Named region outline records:
## begin

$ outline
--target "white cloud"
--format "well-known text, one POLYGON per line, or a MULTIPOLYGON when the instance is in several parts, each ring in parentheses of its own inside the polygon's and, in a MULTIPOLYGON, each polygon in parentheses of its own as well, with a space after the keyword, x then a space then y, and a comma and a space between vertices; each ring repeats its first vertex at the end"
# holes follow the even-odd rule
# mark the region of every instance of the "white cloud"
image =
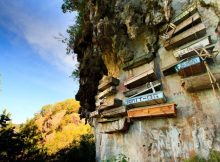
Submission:
POLYGON ((34 13, 28 10, 25 3, 19 3, 17 0, 16 3, 0 1, 0 6, 0 25, 24 38, 50 64, 67 74, 71 73, 76 61, 73 61, 72 56, 66 55, 66 45, 55 37, 59 33, 65 35, 68 25, 73 23, 70 20, 74 15, 62 15, 58 6, 60 14, 56 12, 53 17, 47 17, 47 12, 34 13))

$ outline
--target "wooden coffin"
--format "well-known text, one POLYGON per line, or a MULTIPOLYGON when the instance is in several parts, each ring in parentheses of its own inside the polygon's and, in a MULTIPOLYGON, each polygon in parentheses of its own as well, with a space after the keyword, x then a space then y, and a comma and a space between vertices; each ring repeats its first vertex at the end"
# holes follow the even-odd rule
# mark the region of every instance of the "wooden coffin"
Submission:
POLYGON ((111 108, 115 108, 115 107, 119 107, 119 106, 122 106, 122 100, 115 98, 113 100, 103 102, 103 104, 100 104, 96 108, 98 110, 107 110, 107 109, 111 109, 111 108))
POLYGON ((90 114, 89 114, 89 117, 90 118, 96 118, 96 117, 98 117, 99 116, 99 111, 98 110, 95 110, 95 111, 93 111, 93 112, 91 112, 90 114))
POLYGON ((104 97, 110 96, 112 94, 115 94, 117 92, 116 87, 115 86, 111 86, 109 88, 107 88, 106 90, 104 90, 103 92, 100 92, 97 95, 97 98, 102 99, 104 97))
POLYGON ((184 29, 186 29, 189 26, 198 24, 201 22, 201 18, 199 16, 199 13, 196 12, 194 13, 192 16, 190 16, 189 18, 187 18, 186 20, 184 20, 183 22, 181 22, 179 25, 176 26, 175 29, 171 29, 167 35, 169 36, 169 38, 171 38, 172 36, 180 33, 181 31, 183 31, 184 29))
POLYGON ((104 110, 101 113, 102 117, 109 118, 109 117, 119 117, 127 115, 127 108, 125 106, 113 108, 110 110, 104 110))
POLYGON ((140 85, 143 85, 147 82, 157 80, 156 74, 153 69, 147 70, 139 75, 133 76, 131 78, 128 78, 124 85, 128 88, 135 88, 140 85))
POLYGON ((187 42, 198 39, 206 34, 205 25, 200 23, 192 28, 176 35, 175 37, 167 40, 164 43, 164 47, 169 50, 171 48, 179 47, 187 42))
MULTIPOLYGON (((215 76, 217 83, 220 84, 220 72, 216 71, 212 73, 215 76)), ((182 85, 188 92, 196 92, 212 88, 212 84, 207 73, 184 78, 182 79, 182 85)))
POLYGON ((129 70, 138 66, 141 66, 145 63, 150 62, 153 59, 153 54, 147 54, 140 56, 138 58, 135 58, 123 65, 123 70, 129 70))
POLYGON ((98 90, 99 91, 104 91, 105 89, 111 87, 111 86, 117 86, 119 85, 119 80, 114 78, 114 77, 106 77, 105 79, 102 79, 99 82, 98 90))
MULTIPOLYGON (((189 16, 193 15, 194 13, 197 12, 197 7, 195 4, 192 4, 188 6, 183 12, 180 14, 176 15, 172 20, 171 23, 178 25, 182 21, 186 20, 189 16)), ((164 32, 167 28, 167 25, 164 25, 160 28, 160 33, 164 32)))
MULTIPOLYGON (((155 89, 159 89, 159 87, 161 86, 161 82, 159 80, 155 80, 152 82, 153 88, 155 89)), ((152 86, 151 84, 148 82, 142 86, 127 90, 124 92, 125 97, 135 97, 138 95, 142 95, 146 92, 152 91, 152 86)))
POLYGON ((176 117, 176 104, 163 104, 128 110, 129 118, 176 117))
POLYGON ((205 65, 199 56, 182 60, 179 64, 176 65, 175 69, 182 77, 196 75, 206 71, 205 65))
POLYGON ((128 130, 129 123, 127 118, 100 123, 100 133, 115 133, 128 130))
POLYGON ((130 97, 125 100, 125 105, 129 108, 132 107, 141 107, 147 105, 155 105, 165 103, 166 98, 162 91, 155 93, 149 93, 142 96, 130 97))
POLYGON ((206 49, 211 49, 211 48, 213 49, 214 46, 210 47, 209 46, 210 44, 211 44, 211 38, 210 36, 206 36, 180 47, 179 49, 173 52, 173 55, 177 58, 177 60, 183 59, 189 56, 196 55, 194 49, 203 48, 206 46, 207 46, 206 49))

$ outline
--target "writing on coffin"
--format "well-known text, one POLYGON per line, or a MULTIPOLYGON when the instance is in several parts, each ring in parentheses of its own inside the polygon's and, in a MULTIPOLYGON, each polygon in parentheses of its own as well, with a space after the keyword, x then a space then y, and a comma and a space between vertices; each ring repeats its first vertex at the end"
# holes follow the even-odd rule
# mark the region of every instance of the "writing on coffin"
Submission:
POLYGON ((143 85, 146 82, 157 80, 156 74, 153 69, 149 69, 139 75, 128 78, 124 85, 131 89, 143 85))
POLYGON ((176 115, 177 110, 175 103, 128 110, 129 118, 176 117, 176 115))
POLYGON ((99 110, 105 110, 105 109, 111 109, 111 108, 115 108, 119 106, 122 106, 122 100, 114 98, 114 99, 110 99, 107 101, 103 101, 96 108, 99 110))
POLYGON ((98 110, 95 110, 95 111, 93 111, 93 112, 91 112, 90 114, 89 114, 89 117, 90 118, 96 118, 96 117, 98 117, 99 116, 99 111, 98 110))
POLYGON ((201 39, 195 40, 193 42, 190 42, 190 43, 180 47, 179 49, 175 50, 173 52, 173 54, 177 59, 186 58, 186 57, 189 57, 192 55, 196 55, 194 49, 203 48, 206 46, 207 46, 206 49, 209 49, 209 50, 211 48, 213 49, 214 48, 213 45, 208 46, 210 44, 211 44, 210 36, 203 37, 201 39))
POLYGON ((110 110, 104 110, 101 112, 101 116, 105 118, 109 117, 120 117, 127 115, 127 108, 125 106, 120 106, 110 110))
POLYGON ((124 64, 123 70, 129 70, 129 69, 141 66, 147 62, 150 62, 152 59, 153 59, 153 54, 140 56, 124 64))
POLYGON ((116 92, 117 92, 116 91, 116 87, 115 86, 111 86, 111 87, 107 88, 106 90, 104 90, 103 92, 100 92, 97 95, 97 98, 102 99, 104 97, 107 97, 107 96, 110 96, 112 94, 115 94, 116 92))
POLYGON ((129 89, 124 92, 125 97, 130 97, 130 96, 138 96, 142 95, 146 92, 153 91, 153 88, 158 90, 161 86, 161 82, 159 80, 155 80, 152 83, 148 82, 144 85, 141 85, 136 88, 129 89), (153 86, 153 87, 152 87, 153 86))
POLYGON ((204 63, 199 56, 187 58, 175 66, 176 71, 182 77, 200 74, 206 71, 204 63))
POLYGON ((119 82, 120 81, 118 79, 116 79, 114 77, 107 76, 99 82, 98 90, 104 91, 105 89, 107 89, 111 86, 118 86, 119 82))
POLYGON ((166 49, 171 49, 175 47, 179 47, 187 42, 198 39, 206 34, 205 25, 200 23, 192 28, 174 36, 173 38, 167 40, 164 43, 164 47, 166 49))
MULTIPOLYGON (((171 23, 173 23, 174 25, 178 25, 179 23, 181 23, 182 21, 184 21, 185 19, 187 19, 189 16, 193 15, 196 12, 197 12, 196 4, 192 4, 192 5, 188 6, 183 12, 176 15, 171 20, 171 23)), ((162 26, 159 30, 160 33, 164 32, 166 30, 166 28, 167 28, 167 25, 162 26)))
MULTIPOLYGON (((220 72, 214 71, 212 74, 216 78, 216 82, 220 83, 220 72)), ((181 82, 188 92, 195 92, 212 88, 212 84, 207 73, 184 78, 181 80, 181 82)))
POLYGON ((127 118, 121 118, 115 121, 100 123, 100 133, 115 133, 128 130, 129 123, 127 118))
POLYGON ((149 93, 142 96, 131 97, 125 100, 127 107, 141 107, 147 105, 155 105, 166 102, 166 98, 162 91, 149 93))

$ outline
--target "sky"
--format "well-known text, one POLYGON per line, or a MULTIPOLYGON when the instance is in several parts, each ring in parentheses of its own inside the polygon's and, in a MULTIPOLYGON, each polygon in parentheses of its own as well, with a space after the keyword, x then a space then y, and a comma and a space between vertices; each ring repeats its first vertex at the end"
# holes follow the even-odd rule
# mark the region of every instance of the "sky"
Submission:
POLYGON ((41 107, 74 98, 77 80, 70 78, 76 61, 66 55, 75 14, 63 14, 62 0, 0 0, 0 113, 13 123, 25 122, 41 107))

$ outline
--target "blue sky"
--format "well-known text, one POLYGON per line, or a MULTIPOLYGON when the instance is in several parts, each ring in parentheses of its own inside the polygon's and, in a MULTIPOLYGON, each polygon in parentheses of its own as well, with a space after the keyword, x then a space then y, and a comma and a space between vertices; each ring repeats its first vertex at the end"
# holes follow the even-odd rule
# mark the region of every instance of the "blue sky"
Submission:
POLYGON ((0 0, 0 112, 14 123, 33 117, 43 105, 73 98, 76 63, 55 37, 74 23, 62 0, 0 0))

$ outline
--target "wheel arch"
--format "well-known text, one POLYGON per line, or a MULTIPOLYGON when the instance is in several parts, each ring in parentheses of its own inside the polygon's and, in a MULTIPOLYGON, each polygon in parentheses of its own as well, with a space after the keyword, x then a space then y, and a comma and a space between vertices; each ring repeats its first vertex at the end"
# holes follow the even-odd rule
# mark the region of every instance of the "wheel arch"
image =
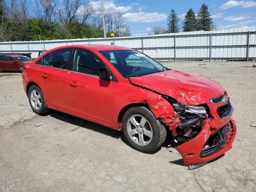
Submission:
POLYGON ((28 94, 28 91, 29 90, 29 88, 31 87, 32 85, 36 85, 42 91, 42 89, 40 87, 40 86, 37 84, 36 83, 33 82, 31 81, 28 83, 27 84, 27 87, 26 88, 26 91, 27 92, 27 94, 28 94))
POLYGON ((120 123, 122 123, 123 117, 124 117, 124 115, 125 112, 128 110, 130 108, 134 107, 140 107, 140 106, 143 106, 149 110, 150 110, 150 109, 149 108, 148 106, 148 105, 146 103, 131 103, 129 104, 124 107, 120 111, 119 113, 118 114, 118 116, 117 119, 117 122, 118 124, 120 124, 120 123))

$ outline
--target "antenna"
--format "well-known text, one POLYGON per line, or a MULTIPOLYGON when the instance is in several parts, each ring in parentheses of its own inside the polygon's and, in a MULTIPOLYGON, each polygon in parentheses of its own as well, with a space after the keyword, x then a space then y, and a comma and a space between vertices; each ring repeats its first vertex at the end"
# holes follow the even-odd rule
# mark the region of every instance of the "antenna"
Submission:
POLYGON ((104 8, 102 0, 100 0, 100 5, 101 6, 101 14, 102 16, 102 22, 103 22, 103 31, 104 31, 104 38, 107 37, 106 34, 106 24, 105 23, 105 17, 104 16, 104 8))

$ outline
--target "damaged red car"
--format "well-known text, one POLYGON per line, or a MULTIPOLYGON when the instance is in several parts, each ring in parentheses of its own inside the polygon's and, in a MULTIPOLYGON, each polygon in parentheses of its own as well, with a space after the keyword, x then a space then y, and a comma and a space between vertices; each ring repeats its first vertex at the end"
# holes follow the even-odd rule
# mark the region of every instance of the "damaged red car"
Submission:
POLYGON ((58 47, 27 63, 22 78, 35 113, 53 109, 122 130, 145 152, 160 147, 170 131, 186 166, 222 155, 236 135, 232 104, 220 85, 129 48, 58 47))

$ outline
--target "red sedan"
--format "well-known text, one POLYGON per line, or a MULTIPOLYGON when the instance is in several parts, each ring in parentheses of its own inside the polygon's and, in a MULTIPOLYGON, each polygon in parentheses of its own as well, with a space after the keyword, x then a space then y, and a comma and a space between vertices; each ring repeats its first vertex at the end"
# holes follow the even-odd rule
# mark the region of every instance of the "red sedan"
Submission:
POLYGON ((0 57, 0 72, 4 71, 18 71, 22 73, 23 66, 30 58, 20 55, 11 55, 0 57))
POLYGON ((129 48, 58 47, 27 63, 22 78, 35 113, 53 109, 122 130, 146 152, 159 148, 169 130, 186 166, 221 156, 236 135, 232 104, 220 85, 129 48))

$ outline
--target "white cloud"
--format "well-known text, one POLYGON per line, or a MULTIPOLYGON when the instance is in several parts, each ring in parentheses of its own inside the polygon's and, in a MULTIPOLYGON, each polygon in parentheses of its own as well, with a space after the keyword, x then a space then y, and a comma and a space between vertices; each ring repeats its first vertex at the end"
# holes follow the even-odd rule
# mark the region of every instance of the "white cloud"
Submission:
POLYGON ((222 15, 223 15, 223 13, 217 13, 217 14, 212 15, 211 17, 213 19, 216 19, 221 17, 222 15))
POLYGON ((186 13, 182 13, 182 14, 180 14, 180 15, 179 15, 178 17, 180 19, 183 19, 185 18, 186 15, 186 13))
POLYGON ((249 21, 242 21, 241 22, 239 22, 238 23, 238 25, 244 25, 251 23, 256 23, 256 20, 249 20, 249 21))
POLYGON ((246 24, 248 24, 250 23, 256 22, 256 20, 249 20, 248 21, 244 21, 242 22, 239 22, 239 23, 236 24, 232 24, 232 25, 226 25, 226 26, 221 26, 218 27, 218 30, 220 29, 230 29, 232 28, 236 28, 238 27, 241 27, 242 28, 248 28, 250 27, 247 25, 245 25, 246 24))
MULTIPOLYGON (((96 10, 100 9, 100 1, 91 1, 89 3, 96 10)), ((113 0, 107 0, 103 1, 104 9, 105 11, 114 9, 120 13, 125 13, 132 9, 131 5, 128 6, 117 6, 113 0)))
POLYGON ((150 23, 166 20, 167 15, 163 13, 141 12, 126 13, 123 15, 128 22, 131 23, 150 23))
POLYGON ((223 4, 221 6, 220 8, 225 10, 232 7, 238 7, 239 6, 242 6, 244 8, 248 8, 256 6, 256 2, 252 1, 244 1, 232 0, 223 4))
POLYGON ((232 16, 231 17, 228 17, 223 19, 224 20, 228 20, 230 21, 240 21, 241 20, 244 20, 245 19, 248 19, 250 17, 244 16, 242 15, 236 15, 235 16, 232 16))
POLYGON ((151 27, 148 27, 146 30, 146 31, 151 31, 152 30, 152 28, 151 27))

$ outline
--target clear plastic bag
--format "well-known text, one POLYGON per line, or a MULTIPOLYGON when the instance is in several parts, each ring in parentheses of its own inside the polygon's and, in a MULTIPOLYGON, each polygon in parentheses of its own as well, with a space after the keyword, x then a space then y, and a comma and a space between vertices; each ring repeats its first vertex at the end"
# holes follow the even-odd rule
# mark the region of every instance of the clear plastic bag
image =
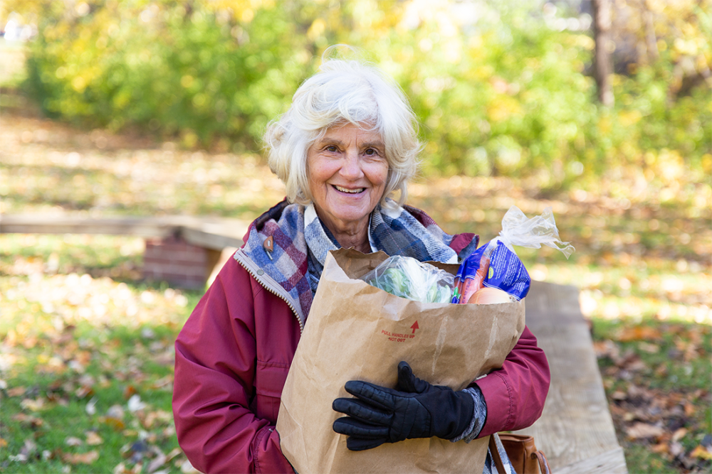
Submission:
POLYGON ((524 298, 529 292, 531 279, 513 246, 540 249, 542 244, 560 251, 566 258, 574 252, 572 245, 559 239, 551 208, 530 219, 518 208, 512 206, 502 219, 499 236, 477 249, 461 264, 455 276, 451 302, 468 303, 484 287, 501 289, 517 300, 524 298))
POLYGON ((401 298, 422 303, 449 303, 455 277, 430 264, 394 255, 361 279, 401 298))

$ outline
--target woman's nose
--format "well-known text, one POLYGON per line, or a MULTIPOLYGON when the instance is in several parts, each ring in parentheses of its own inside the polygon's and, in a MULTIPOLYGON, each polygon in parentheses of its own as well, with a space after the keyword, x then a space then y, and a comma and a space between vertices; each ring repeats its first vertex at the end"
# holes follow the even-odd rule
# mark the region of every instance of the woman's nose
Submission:
POLYGON ((357 150, 347 150, 344 156, 341 174, 350 179, 357 179, 363 175, 357 150))

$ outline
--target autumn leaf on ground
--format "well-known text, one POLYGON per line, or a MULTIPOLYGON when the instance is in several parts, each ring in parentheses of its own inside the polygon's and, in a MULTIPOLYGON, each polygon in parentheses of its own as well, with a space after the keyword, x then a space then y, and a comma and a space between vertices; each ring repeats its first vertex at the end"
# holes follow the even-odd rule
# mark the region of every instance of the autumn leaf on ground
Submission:
POLYGON ((70 464, 93 464, 99 458, 99 451, 93 451, 88 453, 62 454, 62 460, 70 464))
POLYGON ((656 438, 664 433, 660 426, 647 423, 636 423, 626 429, 626 433, 631 439, 642 439, 644 438, 656 438))
POLYGON ((618 340, 621 343, 629 343, 634 340, 653 341, 662 338, 662 333, 656 328, 649 326, 635 326, 626 328, 618 335, 618 340))
POLYGON ((700 458, 702 459, 712 460, 712 451, 708 448, 698 446, 690 453, 691 458, 700 458))

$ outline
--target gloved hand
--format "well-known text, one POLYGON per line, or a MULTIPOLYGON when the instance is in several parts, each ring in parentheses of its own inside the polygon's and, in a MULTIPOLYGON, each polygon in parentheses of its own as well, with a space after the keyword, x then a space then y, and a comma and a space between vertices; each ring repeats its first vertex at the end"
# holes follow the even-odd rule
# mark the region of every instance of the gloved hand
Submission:
POLYGON ((406 362, 398 364, 397 389, 357 380, 345 387, 357 398, 334 400, 334 410, 348 415, 334 421, 334 431, 349 436, 346 446, 351 451, 407 438, 452 439, 472 421, 469 393, 421 380, 406 362))

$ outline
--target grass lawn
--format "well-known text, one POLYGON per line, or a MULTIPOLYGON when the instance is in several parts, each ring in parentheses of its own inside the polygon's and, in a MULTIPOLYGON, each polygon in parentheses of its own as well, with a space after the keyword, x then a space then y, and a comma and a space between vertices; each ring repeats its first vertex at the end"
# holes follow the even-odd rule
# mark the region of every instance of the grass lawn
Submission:
MULTIPOLYGON (((283 196, 258 156, 77 130, 0 96, 0 213, 250 220, 283 196)), ((580 289, 630 472, 708 473, 712 188, 669 165, 557 193, 422 177, 409 203, 483 242, 510 206, 551 206, 576 252, 518 252, 535 279, 580 289)), ((0 472, 194 472, 172 426, 172 342, 201 293, 142 282, 142 251, 125 237, 0 235, 0 472)))

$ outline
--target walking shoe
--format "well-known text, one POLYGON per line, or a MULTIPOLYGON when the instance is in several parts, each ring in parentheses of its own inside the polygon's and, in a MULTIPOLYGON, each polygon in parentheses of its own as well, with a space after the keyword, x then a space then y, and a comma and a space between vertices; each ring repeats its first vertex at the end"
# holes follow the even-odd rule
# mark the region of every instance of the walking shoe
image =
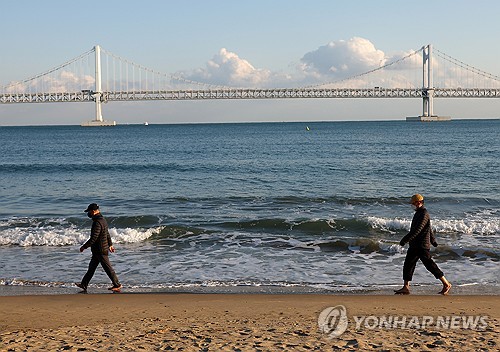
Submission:
POLYGON ((400 288, 399 290, 394 290, 395 295, 409 295, 410 290, 408 290, 406 287, 400 288))
POLYGON ((120 292, 120 290, 122 289, 122 287, 123 287, 122 285, 120 285, 120 286, 113 286, 113 287, 108 288, 108 290, 113 291, 113 292, 120 292))
POLYGON ((81 283, 79 283, 79 282, 76 282, 76 283, 75 283, 75 286, 76 286, 76 287, 81 288, 81 289, 82 289, 82 290, 84 290, 85 292, 87 291, 87 286, 83 286, 83 285, 82 285, 81 283))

## end

GIVEN PROBLEM:
Write out the entries from the start through the line containing "POLYGON ((34 13, 28", including that line, and omit the pictures.

OUTPUT FOR THIS TASK:
$ outline
--target "white cloud"
--format "well-known text, one POLYGON per line, or a MULTIPOLYGON when the instance is in several parts, each ring in parentheses of its own inside the polygon's and, in a MULTIPOLYGON, each polygon in parentheses of its own as well, with a space after the keyword, x then a space then y, and a comma and a space between vertices; each ring repeats its first vertex at the end"
# holes follow the even-odd rule
# mark the region of every instance of the "white cloud"
image =
Submission:
POLYGON ((34 13, 28 10, 25 3, 19 3, 17 0, 16 3, 0 1, 0 6, 0 25, 24 38, 50 64, 67 74, 71 73, 76 61, 73 61, 72 56, 66 55, 66 45, 55 37, 59 33, 65 35, 68 25, 73 23, 70 20, 74 15, 62 15, 58 6, 60 14, 56 12, 53 17, 47 17, 47 12, 34 13))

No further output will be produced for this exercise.